## Available records
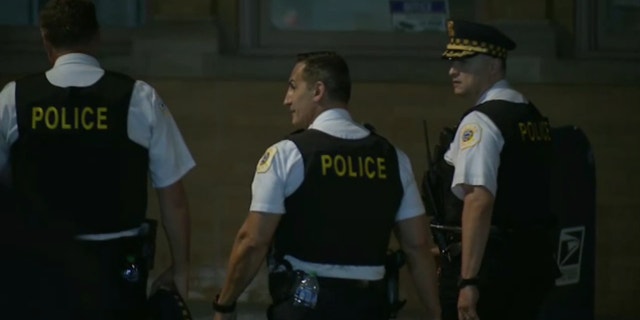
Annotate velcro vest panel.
[274,129,404,266]
[11,71,149,234]
[468,100,553,230]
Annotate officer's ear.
[489,58,504,75]
[313,81,327,102]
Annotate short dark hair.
[40,0,100,49]
[297,51,351,103]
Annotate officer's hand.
[213,311,238,320]
[458,286,480,320]
[151,267,189,300]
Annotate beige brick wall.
[147,0,215,20]
[131,79,640,316]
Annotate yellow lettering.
[81,107,94,130]
[347,157,359,178]
[518,122,527,141]
[333,155,347,177]
[378,158,387,179]
[320,154,333,176]
[518,121,551,141]
[62,108,71,129]
[364,157,376,179]
[44,107,60,130]
[31,107,44,129]
[97,107,107,130]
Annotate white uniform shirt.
[250,108,425,280]
[444,80,528,199]
[0,53,195,188]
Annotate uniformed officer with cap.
[434,20,557,320]
[213,52,440,320]
[0,0,195,319]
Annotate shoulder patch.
[460,123,482,149]
[256,147,278,173]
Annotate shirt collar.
[309,108,351,129]
[53,53,100,68]
[476,79,527,105]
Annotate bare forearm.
[162,206,191,269]
[460,194,493,278]
[218,235,268,305]
[405,246,440,319]
[158,181,191,270]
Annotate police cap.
[442,20,516,60]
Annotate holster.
[139,219,158,270]
[269,259,299,304]
[384,250,407,319]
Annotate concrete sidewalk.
[188,301,424,320]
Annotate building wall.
[116,79,640,317]
[0,0,640,318]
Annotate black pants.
[267,278,389,320]
[440,248,557,320]
[3,234,148,320]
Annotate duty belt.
[430,223,504,261]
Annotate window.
[240,0,477,56]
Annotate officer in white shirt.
[214,52,440,319]
[436,20,557,320]
[0,0,195,319]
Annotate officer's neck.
[470,77,503,103]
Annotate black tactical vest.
[11,72,148,234]
[427,100,554,231]
[274,129,404,266]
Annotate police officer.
[0,0,195,319]
[213,52,440,320]
[434,20,557,320]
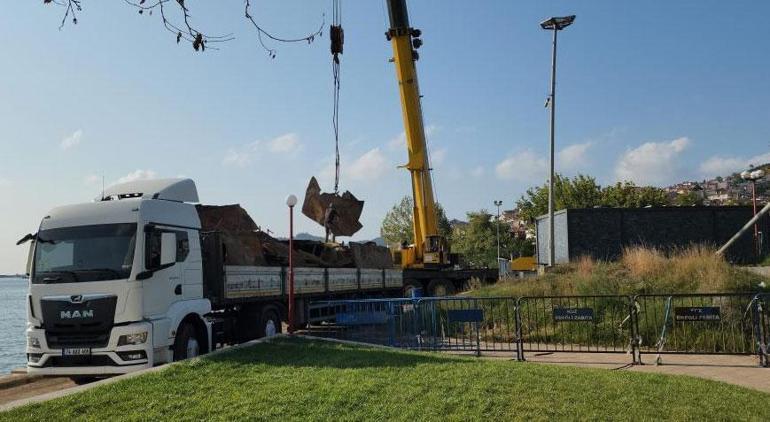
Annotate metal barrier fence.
[308,293,770,366]
[634,294,762,362]
[517,295,633,359]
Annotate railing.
[308,293,770,366]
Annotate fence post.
[751,294,770,368]
[386,301,396,347]
[513,297,526,362]
[629,295,643,365]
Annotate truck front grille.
[45,331,110,349]
[43,355,118,367]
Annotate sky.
[0,0,770,274]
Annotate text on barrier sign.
[553,308,594,321]
[447,309,484,323]
[674,306,722,321]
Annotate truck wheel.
[174,324,201,362]
[428,280,455,297]
[259,308,282,337]
[403,280,422,297]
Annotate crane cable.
[329,0,345,194]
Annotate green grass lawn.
[0,339,770,421]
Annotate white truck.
[26,179,403,377]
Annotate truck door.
[142,225,189,316]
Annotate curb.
[0,334,288,412]
[296,334,404,351]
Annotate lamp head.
[540,15,575,31]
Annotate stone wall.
[537,207,770,263]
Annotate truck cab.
[26,179,211,375]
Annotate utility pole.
[540,15,575,267]
[494,201,503,266]
[286,195,297,334]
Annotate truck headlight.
[118,331,147,346]
[27,336,40,349]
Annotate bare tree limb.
[244,0,326,59]
[43,0,325,58]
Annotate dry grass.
[620,246,668,279]
[470,245,770,296]
[575,256,596,277]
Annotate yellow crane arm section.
[387,0,438,263]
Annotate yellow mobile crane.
[386,0,450,268]
[385,0,497,296]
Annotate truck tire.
[402,280,422,297]
[428,279,455,297]
[259,307,283,337]
[174,323,201,362]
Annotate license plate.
[61,347,91,356]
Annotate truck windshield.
[32,223,136,283]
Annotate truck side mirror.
[160,233,176,267]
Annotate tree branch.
[43,0,326,58]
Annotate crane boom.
[386,0,448,267]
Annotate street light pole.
[540,15,575,267]
[741,169,765,260]
[494,201,503,265]
[286,195,297,334]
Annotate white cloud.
[222,133,302,167]
[115,169,158,184]
[464,166,485,178]
[267,133,302,153]
[698,156,746,177]
[698,153,770,177]
[59,129,83,151]
[83,174,102,186]
[495,150,548,182]
[615,137,691,186]
[222,141,260,167]
[342,148,391,181]
[556,142,592,170]
[492,142,593,182]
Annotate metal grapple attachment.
[302,177,364,236]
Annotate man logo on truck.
[59,309,94,319]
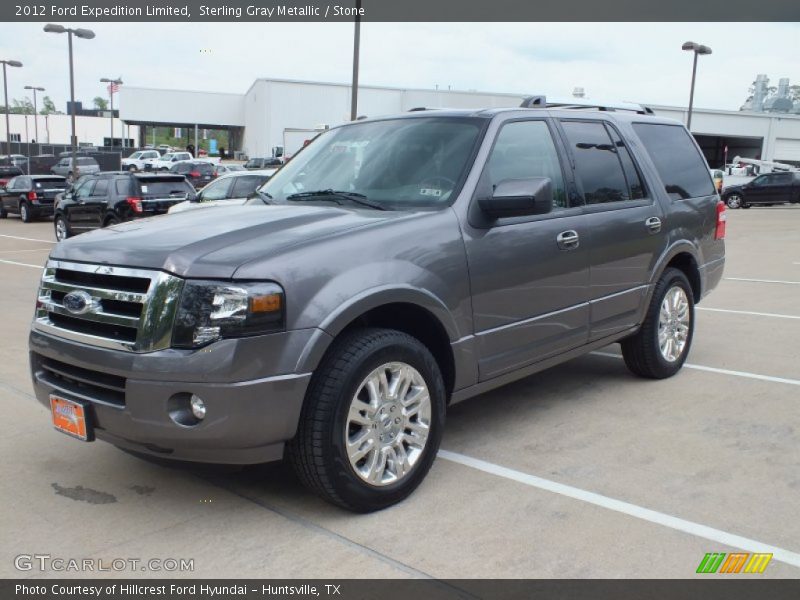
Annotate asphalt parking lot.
[0,207,800,578]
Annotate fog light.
[189,394,206,421]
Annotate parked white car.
[122,150,161,171]
[167,169,277,214]
[144,152,194,171]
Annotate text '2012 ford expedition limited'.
[30,98,725,511]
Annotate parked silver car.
[50,156,100,182]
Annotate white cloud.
[0,22,800,110]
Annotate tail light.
[125,196,142,214]
[714,200,728,240]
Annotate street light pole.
[681,42,711,132]
[0,60,22,161]
[44,23,94,178]
[100,77,125,150]
[350,0,361,122]
[25,85,44,144]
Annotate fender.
[296,285,460,373]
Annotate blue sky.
[0,23,800,110]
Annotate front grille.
[34,261,183,352]
[34,354,126,408]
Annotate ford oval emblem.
[61,290,94,315]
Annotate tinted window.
[114,179,131,196]
[606,124,646,200]
[231,175,269,198]
[484,121,567,208]
[633,123,715,200]
[139,177,194,198]
[92,179,108,196]
[562,121,630,204]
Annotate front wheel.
[622,268,694,379]
[287,329,445,512]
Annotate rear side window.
[139,177,194,198]
[561,121,631,204]
[114,179,131,196]
[231,175,269,198]
[483,121,567,208]
[633,123,716,200]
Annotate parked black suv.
[0,175,67,223]
[169,160,217,190]
[722,171,800,208]
[30,99,726,511]
[54,171,196,241]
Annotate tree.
[39,96,60,115]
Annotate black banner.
[0,575,800,600]
[0,0,800,23]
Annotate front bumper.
[30,329,318,464]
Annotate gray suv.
[30,102,725,511]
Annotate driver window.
[483,121,567,209]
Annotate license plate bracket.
[50,394,94,442]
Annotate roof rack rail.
[520,96,655,115]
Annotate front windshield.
[259,116,485,209]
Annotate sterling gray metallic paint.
[31,109,724,462]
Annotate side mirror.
[478,177,553,219]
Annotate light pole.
[25,85,44,144]
[681,42,711,131]
[350,0,361,122]
[44,23,94,177]
[0,60,22,161]
[100,77,125,149]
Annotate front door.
[464,119,589,381]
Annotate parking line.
[0,233,58,244]
[0,248,50,254]
[589,352,800,385]
[0,260,44,269]
[725,277,800,285]
[692,308,800,319]
[439,450,800,567]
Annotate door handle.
[556,229,580,250]
[644,217,661,233]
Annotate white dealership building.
[119,79,800,166]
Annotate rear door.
[464,119,589,381]
[561,119,664,341]
[63,178,97,231]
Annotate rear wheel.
[53,215,72,242]
[19,202,33,223]
[622,268,694,379]
[287,329,445,512]
[725,194,742,208]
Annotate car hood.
[50,206,409,279]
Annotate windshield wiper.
[286,189,388,210]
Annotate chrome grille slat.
[33,260,183,352]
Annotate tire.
[622,268,694,379]
[287,328,445,512]
[53,215,72,242]
[725,194,742,208]
[19,202,33,223]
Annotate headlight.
[172,280,285,348]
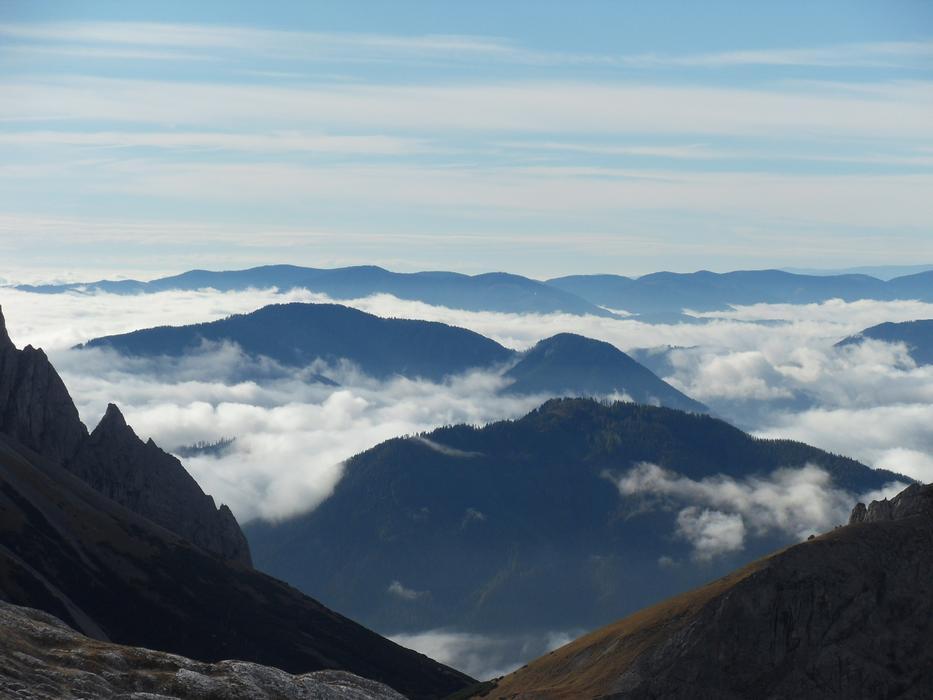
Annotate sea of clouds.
[0,288,933,521]
[0,288,933,677]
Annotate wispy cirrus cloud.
[0,76,933,139]
[0,21,933,69]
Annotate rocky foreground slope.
[0,308,471,700]
[0,310,251,565]
[474,484,933,700]
[0,601,405,700]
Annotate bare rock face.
[65,404,252,566]
[477,485,933,700]
[0,601,404,700]
[0,310,87,460]
[849,484,933,525]
[0,310,252,566]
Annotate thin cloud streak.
[0,77,933,139]
[0,22,933,69]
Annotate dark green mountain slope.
[0,308,469,699]
[246,399,896,633]
[505,333,709,413]
[85,303,513,380]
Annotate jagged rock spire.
[0,306,16,350]
[94,403,127,432]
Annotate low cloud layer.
[0,288,933,524]
[607,462,906,561]
[389,629,583,680]
[52,345,539,520]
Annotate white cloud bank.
[0,289,933,524]
[389,629,583,680]
[607,462,906,561]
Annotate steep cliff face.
[849,484,933,525]
[65,404,252,566]
[484,485,933,700]
[0,310,87,460]
[0,601,405,700]
[0,310,251,566]
[0,435,471,700]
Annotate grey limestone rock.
[0,601,404,700]
[0,310,252,566]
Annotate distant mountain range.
[782,264,933,280]
[18,265,611,316]
[245,399,908,634]
[83,303,707,411]
[84,303,513,380]
[548,270,933,314]
[836,319,933,365]
[17,265,933,322]
[480,484,933,700]
[0,314,471,700]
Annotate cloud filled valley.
[0,289,933,677]
[0,289,933,520]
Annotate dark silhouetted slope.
[0,601,405,700]
[0,312,250,564]
[65,404,252,566]
[245,399,897,633]
[477,485,933,700]
[505,333,708,412]
[0,308,469,698]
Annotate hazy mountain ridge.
[83,303,514,380]
[505,333,709,413]
[836,319,933,365]
[17,265,611,316]
[82,303,708,411]
[0,308,469,699]
[16,265,933,319]
[0,601,404,700]
[476,484,933,700]
[245,399,902,633]
[547,270,933,314]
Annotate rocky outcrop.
[482,485,933,700]
[0,601,404,700]
[65,404,252,566]
[0,310,252,566]
[0,435,470,700]
[0,310,87,460]
[849,484,933,525]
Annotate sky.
[0,0,933,282]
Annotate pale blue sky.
[0,0,933,279]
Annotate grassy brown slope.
[484,555,773,700]
[476,492,933,700]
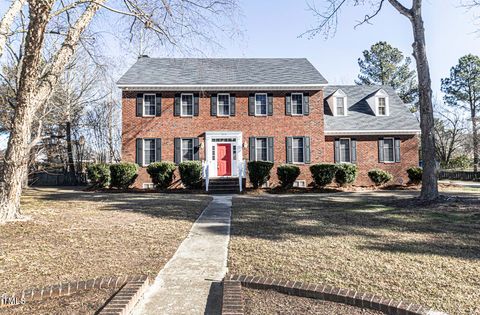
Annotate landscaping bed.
[0,188,211,313]
[228,191,480,314]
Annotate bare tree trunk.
[0,0,25,57]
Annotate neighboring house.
[118,57,419,187]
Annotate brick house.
[118,57,419,188]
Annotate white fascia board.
[325,129,420,136]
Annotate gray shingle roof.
[324,85,420,133]
[117,57,327,86]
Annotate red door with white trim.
[217,143,232,176]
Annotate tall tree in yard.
[305,0,438,200]
[442,54,480,172]
[355,42,418,104]
[0,0,236,223]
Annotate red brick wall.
[325,136,418,186]
[122,91,325,187]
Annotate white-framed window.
[217,93,230,116]
[292,137,305,164]
[291,93,303,115]
[143,139,156,165]
[143,94,156,116]
[255,138,268,161]
[383,138,395,163]
[339,138,352,163]
[182,139,194,162]
[255,93,268,116]
[180,93,193,116]
[335,96,347,116]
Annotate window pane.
[182,139,193,161]
[255,138,268,161]
[218,94,230,116]
[255,94,267,115]
[292,94,303,115]
[292,138,303,163]
[340,139,350,163]
[337,97,345,116]
[143,139,155,165]
[143,95,155,115]
[182,94,193,116]
[383,139,395,162]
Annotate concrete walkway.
[134,195,232,315]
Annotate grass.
[229,191,480,314]
[0,189,210,314]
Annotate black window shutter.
[155,138,162,162]
[248,93,255,116]
[230,94,235,116]
[395,138,401,162]
[193,138,200,161]
[334,139,340,163]
[378,138,385,163]
[267,137,275,163]
[155,93,162,116]
[303,93,310,115]
[285,93,292,116]
[173,138,182,164]
[267,93,273,116]
[210,94,217,116]
[173,94,180,116]
[303,137,311,164]
[135,138,143,166]
[286,137,292,163]
[249,137,256,161]
[193,93,200,116]
[350,138,357,163]
[136,93,143,117]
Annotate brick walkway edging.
[0,276,146,308]
[222,275,445,315]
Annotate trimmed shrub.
[110,162,138,189]
[178,161,202,188]
[247,161,273,189]
[87,163,110,188]
[277,165,300,188]
[407,166,423,184]
[368,169,393,186]
[147,162,177,189]
[335,163,358,186]
[310,164,337,187]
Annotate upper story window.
[292,93,303,115]
[143,94,155,116]
[180,94,193,116]
[255,93,268,116]
[217,94,230,116]
[377,97,387,116]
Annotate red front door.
[217,143,232,176]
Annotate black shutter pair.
[248,93,273,116]
[173,138,200,164]
[249,137,275,163]
[210,94,236,116]
[173,93,200,116]
[378,138,401,163]
[135,93,162,117]
[333,138,357,163]
[286,137,311,164]
[135,138,162,166]
[285,93,310,116]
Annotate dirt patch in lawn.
[242,288,383,315]
[0,189,211,312]
[229,191,480,314]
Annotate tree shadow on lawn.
[25,189,211,221]
[231,193,480,259]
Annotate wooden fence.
[438,170,480,181]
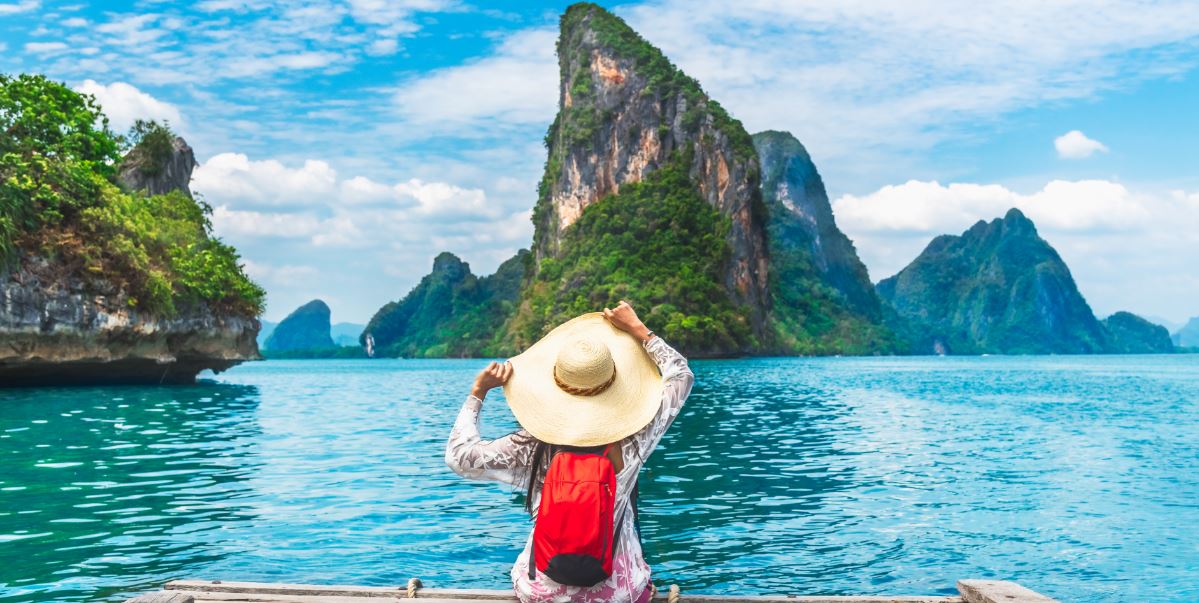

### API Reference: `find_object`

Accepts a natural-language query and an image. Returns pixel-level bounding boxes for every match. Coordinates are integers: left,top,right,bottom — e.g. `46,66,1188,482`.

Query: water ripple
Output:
0,356,1199,602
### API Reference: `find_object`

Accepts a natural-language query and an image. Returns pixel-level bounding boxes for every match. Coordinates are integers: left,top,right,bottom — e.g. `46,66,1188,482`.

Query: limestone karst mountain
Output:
878,209,1107,354
1103,312,1174,354
264,300,333,351
0,76,264,385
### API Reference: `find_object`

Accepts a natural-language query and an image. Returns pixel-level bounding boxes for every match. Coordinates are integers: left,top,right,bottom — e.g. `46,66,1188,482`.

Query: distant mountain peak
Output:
265,300,333,351
878,209,1107,354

## Task to carry out
Express the lines of the records from the line with "Annotate officer's neck." to the line with "[142,225,189,316]" as a JSON list of strings, one string per line, with blank lines and picture lines left out.

## Solution
[
  "Annotate officer's neck.",
  "[470,77,503,103]",
  "Annotate black tactical vest.",
  "[11,72,148,234]",
  "[427,100,554,231]",
  "[274,129,404,266]",
  "Annotate police officer.",
  "[0,0,195,319]",
  "[213,52,440,320]",
  "[434,20,557,320]",
  "Annotate metal barrier fence.",
  "[308,293,770,366]",
  "[634,294,762,362]",
  "[517,295,633,359]",
  "Annotate railing.",
  "[308,293,770,366]",
  "Annotate fence post.",
  "[751,294,770,368]",
  "[386,301,396,347]",
  "[513,297,526,362]",
  "[629,295,643,365]",
  "Annotate truck front grille.",
  "[45,331,110,349]",
  "[43,355,118,367]",
  "Annotate sky.",
  "[0,0,770,274]",
  "Annotate text on barrier sign.",
  "[553,308,594,321]",
  "[447,309,484,323]",
  "[674,306,722,321]",
  "Annotate truck wheel.",
  "[174,324,201,362]",
  "[428,280,455,297]",
  "[259,308,282,337]",
  "[403,280,422,297]",
  "Annotate crane cable.",
  "[329,0,345,194]",
  "Annotate green grass lawn.",
  "[0,339,770,421]",
  "Annotate white truck.",
  "[26,179,403,377]",
  "Annotate truck door.",
  "[142,225,189,316]"
]